Records supplied –
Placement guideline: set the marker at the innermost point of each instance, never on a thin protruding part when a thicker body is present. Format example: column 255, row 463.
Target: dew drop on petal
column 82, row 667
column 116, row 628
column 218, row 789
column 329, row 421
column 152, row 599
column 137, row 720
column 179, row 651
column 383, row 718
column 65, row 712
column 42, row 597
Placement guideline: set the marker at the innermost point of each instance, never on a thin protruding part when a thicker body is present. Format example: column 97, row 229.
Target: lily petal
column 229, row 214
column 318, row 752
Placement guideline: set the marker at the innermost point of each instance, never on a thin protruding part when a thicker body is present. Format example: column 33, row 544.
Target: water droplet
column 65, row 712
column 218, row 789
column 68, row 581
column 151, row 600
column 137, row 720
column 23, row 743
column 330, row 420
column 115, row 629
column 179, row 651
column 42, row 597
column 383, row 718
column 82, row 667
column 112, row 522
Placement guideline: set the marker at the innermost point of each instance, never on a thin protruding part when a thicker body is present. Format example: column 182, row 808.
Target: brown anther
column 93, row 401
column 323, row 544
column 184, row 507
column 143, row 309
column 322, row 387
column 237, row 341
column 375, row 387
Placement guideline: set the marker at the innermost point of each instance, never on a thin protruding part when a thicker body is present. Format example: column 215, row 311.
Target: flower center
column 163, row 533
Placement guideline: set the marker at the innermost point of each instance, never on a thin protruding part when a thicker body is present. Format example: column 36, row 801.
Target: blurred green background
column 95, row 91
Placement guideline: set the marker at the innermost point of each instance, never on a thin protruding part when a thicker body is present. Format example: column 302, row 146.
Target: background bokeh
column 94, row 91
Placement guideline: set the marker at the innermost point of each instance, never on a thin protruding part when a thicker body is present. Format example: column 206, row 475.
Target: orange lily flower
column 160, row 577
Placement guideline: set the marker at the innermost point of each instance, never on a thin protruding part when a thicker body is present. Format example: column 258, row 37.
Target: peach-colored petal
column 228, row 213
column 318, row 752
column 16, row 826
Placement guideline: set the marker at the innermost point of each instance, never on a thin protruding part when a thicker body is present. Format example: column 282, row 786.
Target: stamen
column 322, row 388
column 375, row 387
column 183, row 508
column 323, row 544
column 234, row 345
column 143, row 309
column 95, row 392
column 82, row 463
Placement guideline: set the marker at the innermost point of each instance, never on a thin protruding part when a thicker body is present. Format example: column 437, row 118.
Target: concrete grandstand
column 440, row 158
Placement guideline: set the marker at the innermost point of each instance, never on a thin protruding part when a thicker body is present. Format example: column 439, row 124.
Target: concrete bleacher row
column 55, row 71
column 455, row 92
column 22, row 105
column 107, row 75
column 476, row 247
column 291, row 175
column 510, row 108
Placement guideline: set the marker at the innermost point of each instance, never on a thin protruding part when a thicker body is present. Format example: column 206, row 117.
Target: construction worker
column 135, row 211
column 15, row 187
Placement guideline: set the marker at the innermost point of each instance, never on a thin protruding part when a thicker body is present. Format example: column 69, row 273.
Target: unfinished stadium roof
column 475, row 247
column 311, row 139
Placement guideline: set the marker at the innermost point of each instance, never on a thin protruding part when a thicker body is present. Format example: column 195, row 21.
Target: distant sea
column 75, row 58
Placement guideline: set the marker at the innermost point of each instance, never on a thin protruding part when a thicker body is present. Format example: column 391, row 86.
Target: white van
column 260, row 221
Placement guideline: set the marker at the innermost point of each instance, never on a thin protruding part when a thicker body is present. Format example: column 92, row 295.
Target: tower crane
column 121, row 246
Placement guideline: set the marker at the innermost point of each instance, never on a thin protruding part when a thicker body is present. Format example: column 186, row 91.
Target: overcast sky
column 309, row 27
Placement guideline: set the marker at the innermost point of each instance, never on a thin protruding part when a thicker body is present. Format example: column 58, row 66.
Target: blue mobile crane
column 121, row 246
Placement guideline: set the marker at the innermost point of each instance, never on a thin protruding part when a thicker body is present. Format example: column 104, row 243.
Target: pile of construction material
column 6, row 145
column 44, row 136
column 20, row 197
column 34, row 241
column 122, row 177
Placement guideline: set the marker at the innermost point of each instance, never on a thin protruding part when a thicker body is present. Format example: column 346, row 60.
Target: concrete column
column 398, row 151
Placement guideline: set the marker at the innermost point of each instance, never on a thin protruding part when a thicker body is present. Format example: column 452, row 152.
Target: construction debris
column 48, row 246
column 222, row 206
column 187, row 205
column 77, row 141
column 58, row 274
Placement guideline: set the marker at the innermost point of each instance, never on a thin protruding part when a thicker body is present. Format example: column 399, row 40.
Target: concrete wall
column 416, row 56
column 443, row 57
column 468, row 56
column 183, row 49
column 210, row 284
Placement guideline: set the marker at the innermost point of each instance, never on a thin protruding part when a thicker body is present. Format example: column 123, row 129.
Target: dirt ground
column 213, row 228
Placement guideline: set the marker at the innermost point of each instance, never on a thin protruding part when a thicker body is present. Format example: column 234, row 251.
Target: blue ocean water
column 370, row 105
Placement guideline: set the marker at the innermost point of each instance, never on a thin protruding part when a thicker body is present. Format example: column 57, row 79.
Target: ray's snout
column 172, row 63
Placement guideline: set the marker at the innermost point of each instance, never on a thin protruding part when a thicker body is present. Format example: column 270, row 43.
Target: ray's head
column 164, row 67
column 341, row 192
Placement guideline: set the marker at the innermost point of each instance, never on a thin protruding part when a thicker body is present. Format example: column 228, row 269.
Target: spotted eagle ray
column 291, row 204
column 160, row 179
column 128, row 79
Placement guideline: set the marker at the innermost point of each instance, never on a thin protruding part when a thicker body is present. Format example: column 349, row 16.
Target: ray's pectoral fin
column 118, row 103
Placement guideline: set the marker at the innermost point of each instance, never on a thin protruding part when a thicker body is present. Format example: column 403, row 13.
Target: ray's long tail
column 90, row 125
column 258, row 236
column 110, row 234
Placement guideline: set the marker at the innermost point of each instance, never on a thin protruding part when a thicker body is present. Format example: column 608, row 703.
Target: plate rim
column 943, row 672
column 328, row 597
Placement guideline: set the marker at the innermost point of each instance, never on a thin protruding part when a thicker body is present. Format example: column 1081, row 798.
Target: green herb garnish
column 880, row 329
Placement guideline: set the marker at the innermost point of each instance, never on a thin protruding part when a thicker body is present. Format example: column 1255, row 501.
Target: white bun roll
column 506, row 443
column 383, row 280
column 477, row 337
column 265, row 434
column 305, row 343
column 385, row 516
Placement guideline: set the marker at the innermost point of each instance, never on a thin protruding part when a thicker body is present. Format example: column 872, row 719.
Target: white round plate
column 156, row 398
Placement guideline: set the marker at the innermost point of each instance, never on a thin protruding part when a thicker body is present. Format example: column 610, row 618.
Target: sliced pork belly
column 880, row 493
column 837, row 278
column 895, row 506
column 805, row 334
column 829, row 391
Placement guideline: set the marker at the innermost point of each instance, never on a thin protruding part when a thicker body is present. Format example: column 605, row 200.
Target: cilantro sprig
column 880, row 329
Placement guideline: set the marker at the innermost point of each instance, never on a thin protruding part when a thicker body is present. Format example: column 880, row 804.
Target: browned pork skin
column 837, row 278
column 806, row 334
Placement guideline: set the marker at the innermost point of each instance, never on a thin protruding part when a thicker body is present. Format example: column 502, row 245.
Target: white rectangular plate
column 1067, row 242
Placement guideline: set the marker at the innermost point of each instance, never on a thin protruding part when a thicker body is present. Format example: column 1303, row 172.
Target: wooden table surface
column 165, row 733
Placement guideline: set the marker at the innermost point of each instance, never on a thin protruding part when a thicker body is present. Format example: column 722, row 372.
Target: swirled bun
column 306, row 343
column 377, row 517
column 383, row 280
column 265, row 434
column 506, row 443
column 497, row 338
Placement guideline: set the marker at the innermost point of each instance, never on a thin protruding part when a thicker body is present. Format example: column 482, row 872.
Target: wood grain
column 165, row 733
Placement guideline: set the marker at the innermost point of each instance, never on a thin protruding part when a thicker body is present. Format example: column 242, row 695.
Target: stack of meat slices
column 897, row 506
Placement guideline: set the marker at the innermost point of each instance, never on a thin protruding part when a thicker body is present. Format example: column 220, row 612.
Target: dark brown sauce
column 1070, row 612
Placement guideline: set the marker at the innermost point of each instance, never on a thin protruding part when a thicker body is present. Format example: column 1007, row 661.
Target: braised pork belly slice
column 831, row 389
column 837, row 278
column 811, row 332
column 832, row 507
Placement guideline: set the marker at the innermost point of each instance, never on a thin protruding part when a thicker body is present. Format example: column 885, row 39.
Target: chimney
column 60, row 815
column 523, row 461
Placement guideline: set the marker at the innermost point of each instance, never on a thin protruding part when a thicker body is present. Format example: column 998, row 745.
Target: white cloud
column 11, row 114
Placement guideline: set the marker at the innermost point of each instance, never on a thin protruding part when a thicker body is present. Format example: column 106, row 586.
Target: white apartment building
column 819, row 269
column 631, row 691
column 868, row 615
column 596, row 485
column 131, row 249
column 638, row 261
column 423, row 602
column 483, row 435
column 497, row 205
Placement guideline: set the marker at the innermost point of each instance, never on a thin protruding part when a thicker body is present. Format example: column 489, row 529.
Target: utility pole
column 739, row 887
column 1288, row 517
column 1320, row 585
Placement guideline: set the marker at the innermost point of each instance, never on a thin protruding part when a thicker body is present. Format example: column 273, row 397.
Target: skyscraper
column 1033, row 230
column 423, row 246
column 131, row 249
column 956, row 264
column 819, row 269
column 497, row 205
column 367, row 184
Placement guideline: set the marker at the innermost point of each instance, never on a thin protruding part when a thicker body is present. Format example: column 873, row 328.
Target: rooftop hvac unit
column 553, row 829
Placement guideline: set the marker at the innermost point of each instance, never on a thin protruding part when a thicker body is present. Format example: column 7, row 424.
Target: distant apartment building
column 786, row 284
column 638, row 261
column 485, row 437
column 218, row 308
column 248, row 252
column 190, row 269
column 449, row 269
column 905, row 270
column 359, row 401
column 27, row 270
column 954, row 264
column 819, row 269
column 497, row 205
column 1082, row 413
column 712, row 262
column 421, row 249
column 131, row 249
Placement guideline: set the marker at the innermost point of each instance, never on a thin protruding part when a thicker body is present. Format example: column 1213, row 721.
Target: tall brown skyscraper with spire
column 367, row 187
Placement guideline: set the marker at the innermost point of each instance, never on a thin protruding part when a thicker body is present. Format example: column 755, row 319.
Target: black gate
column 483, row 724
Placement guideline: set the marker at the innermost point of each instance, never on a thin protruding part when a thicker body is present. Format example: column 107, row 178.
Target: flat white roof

What you need to do –
Copy out the lines from the line containing "873, row 328." to the end of the listing above, without alteration.

Reply –
Placement guideline: set the marker at the innermost point of each instance, never on a thin protruding part when a thicker body is present. Format example: column 873, row 328.
Target: rooftop hvac unit
column 553, row 829
Placement guideline: set the marker at the innermost point of each instance, never on a thin protruding part when a thicker body is present. Format example: column 7, row 424.
Target: distant apartment building
column 786, row 284
column 638, row 261
column 485, row 437
column 218, row 308
column 248, row 252
column 190, row 269
column 449, row 269
column 905, row 270
column 359, row 401
column 27, row 270
column 954, row 264
column 819, row 269
column 497, row 205
column 1082, row 413
column 712, row 262
column 421, row 249
column 131, row 249
Placement guideline: set the marker at the innermost point of each instance, never on a thin protruding part when a thicker body is present. Format example: column 1213, row 721.
Target: tall brown skyscraper with spire
column 367, row 187
Placement guideline: set the marker at the innermost point of each instance, never on a thin protruding part when a thicker body is present. Format example: column 755, row 319.
Target: black gate
column 483, row 724
Placement guideline: set the marker at the innermost point of each instance, never on a thin protruding part when a thicker body is present. Format example: column 107, row 178.
Target: flat white roof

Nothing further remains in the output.